__Exercise goal__: From the first line down to the one containing "positive clicks: (193, 348)", reproduce the entries below exactly and leave out the pictures.

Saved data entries
-------

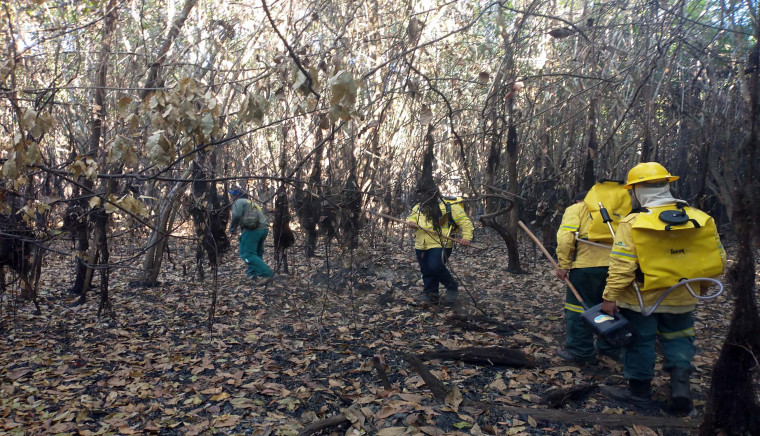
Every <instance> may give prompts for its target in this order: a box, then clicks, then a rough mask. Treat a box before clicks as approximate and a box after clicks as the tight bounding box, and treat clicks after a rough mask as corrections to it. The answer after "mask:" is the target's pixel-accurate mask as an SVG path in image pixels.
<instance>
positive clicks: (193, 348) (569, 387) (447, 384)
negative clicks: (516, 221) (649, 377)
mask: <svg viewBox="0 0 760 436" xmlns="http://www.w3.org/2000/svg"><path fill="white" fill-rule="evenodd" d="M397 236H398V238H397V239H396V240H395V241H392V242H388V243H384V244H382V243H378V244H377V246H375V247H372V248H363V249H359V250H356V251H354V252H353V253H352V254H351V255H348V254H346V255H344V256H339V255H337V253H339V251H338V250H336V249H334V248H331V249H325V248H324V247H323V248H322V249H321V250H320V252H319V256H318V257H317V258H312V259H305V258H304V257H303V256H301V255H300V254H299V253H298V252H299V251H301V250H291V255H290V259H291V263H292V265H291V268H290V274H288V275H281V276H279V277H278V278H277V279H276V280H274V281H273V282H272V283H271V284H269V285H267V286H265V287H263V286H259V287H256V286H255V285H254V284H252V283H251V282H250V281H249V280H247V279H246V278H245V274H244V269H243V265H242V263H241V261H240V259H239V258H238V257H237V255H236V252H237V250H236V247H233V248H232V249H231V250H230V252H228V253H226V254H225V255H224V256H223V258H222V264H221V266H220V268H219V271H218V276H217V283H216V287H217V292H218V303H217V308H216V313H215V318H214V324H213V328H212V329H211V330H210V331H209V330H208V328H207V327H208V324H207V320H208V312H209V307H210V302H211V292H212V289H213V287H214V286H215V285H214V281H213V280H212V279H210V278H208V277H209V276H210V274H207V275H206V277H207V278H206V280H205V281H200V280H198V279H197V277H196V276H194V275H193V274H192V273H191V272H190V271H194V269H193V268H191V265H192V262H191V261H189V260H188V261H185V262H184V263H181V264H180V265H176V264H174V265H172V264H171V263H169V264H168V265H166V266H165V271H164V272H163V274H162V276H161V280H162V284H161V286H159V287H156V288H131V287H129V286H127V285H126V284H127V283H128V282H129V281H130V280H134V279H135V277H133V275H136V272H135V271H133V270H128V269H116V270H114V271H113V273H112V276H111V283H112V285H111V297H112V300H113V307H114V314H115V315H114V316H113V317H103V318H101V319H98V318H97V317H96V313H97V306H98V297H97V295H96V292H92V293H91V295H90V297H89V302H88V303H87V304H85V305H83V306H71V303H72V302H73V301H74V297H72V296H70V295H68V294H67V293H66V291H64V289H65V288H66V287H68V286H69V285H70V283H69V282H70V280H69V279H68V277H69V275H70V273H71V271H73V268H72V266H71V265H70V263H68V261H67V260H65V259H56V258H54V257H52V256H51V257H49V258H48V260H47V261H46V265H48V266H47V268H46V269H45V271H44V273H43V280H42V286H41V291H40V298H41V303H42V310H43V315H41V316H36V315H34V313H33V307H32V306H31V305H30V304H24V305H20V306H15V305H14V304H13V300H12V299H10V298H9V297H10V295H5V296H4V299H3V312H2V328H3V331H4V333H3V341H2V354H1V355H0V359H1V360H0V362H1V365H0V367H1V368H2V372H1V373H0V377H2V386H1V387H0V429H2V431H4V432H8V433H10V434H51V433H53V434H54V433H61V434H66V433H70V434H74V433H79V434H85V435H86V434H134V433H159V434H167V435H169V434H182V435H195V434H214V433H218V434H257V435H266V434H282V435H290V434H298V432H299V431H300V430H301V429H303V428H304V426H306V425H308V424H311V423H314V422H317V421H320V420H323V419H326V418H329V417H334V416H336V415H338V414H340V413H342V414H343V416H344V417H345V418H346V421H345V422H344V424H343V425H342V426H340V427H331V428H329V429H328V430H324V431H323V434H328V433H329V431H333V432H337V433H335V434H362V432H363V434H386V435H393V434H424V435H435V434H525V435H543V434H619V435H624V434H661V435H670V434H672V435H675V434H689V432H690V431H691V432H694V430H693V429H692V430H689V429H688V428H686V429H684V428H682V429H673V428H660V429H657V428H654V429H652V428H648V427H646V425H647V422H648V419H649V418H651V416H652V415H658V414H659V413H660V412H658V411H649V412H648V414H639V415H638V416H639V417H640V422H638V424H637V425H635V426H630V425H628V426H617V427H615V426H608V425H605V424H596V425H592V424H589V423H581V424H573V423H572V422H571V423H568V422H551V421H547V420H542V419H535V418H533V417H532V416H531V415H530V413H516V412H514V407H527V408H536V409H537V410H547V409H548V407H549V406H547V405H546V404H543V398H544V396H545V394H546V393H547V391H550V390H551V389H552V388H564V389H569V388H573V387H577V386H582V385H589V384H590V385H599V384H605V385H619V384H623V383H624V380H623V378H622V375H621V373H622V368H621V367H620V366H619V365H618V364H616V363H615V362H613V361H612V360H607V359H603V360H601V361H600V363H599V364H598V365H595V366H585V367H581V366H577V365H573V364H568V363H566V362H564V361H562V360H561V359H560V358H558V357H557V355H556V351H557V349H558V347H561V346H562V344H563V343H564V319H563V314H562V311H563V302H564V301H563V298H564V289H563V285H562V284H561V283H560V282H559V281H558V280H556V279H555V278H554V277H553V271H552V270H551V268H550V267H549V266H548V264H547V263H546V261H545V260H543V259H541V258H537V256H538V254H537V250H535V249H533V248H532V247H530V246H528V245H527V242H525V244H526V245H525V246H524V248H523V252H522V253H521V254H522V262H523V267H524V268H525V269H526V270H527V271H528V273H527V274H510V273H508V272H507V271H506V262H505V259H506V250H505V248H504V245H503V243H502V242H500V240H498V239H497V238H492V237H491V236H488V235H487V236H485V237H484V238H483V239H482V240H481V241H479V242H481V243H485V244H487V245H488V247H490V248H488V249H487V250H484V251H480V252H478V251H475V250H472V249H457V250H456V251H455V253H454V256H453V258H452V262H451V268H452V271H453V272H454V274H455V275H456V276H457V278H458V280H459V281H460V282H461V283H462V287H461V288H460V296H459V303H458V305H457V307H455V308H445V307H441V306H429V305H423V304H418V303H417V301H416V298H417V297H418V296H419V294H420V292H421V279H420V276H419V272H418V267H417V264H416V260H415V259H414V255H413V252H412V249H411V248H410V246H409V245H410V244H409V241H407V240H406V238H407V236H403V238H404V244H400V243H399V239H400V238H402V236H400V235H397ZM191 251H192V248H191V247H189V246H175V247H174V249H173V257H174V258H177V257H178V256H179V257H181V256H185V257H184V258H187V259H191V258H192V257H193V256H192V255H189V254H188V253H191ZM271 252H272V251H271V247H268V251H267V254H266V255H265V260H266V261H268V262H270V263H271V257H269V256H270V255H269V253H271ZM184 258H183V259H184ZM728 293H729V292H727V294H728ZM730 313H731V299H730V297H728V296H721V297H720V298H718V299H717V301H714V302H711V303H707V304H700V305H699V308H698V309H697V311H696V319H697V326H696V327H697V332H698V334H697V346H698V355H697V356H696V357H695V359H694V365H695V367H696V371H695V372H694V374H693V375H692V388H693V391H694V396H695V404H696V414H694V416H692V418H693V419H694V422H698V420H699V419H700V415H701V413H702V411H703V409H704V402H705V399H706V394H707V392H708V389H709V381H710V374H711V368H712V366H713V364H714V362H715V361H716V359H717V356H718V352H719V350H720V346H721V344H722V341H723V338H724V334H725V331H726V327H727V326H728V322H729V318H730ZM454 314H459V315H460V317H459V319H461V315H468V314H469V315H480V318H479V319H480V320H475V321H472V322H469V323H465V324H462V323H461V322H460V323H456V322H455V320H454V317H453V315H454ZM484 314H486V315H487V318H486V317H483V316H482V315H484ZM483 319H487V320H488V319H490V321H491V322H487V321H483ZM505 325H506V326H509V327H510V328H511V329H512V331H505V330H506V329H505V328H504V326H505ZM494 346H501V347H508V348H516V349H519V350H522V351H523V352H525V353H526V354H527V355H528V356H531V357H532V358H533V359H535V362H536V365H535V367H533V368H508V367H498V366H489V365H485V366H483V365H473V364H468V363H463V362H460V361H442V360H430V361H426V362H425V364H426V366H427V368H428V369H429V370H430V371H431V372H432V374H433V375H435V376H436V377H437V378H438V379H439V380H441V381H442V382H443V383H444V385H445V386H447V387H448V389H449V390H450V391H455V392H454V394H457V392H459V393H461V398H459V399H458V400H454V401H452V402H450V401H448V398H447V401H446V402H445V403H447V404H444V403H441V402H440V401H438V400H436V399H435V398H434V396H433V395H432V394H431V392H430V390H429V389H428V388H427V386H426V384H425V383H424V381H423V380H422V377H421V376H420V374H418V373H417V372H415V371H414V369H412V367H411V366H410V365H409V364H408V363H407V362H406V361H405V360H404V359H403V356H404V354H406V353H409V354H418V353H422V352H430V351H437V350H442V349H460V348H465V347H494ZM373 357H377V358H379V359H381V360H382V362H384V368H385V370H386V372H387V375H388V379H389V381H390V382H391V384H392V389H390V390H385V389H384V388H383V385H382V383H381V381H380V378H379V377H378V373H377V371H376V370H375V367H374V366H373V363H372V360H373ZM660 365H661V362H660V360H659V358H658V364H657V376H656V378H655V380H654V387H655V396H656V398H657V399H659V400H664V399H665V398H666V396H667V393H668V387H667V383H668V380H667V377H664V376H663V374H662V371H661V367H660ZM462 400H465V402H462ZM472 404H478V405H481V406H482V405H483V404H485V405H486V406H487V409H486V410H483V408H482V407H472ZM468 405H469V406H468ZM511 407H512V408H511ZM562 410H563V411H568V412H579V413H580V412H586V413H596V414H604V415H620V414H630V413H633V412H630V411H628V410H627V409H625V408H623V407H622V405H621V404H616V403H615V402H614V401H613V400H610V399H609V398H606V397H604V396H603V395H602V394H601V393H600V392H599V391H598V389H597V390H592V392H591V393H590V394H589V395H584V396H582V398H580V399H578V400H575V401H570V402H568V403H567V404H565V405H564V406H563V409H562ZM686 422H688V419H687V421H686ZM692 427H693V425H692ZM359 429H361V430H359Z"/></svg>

-------

__Task output__:
Every <instance> may give prompts for its target in this order: a box, then clicks, then a rough mask. Treat a box before clicks as approximate and a box after clicks as the tight bounding box, and treat clicks after a rough mask as corrections to it. The answer after "mask:" is the target's pixel-accurate mask as an SVG path in image pixels.
<instance>
positive clicks: (193, 348) (569, 387) (447, 384)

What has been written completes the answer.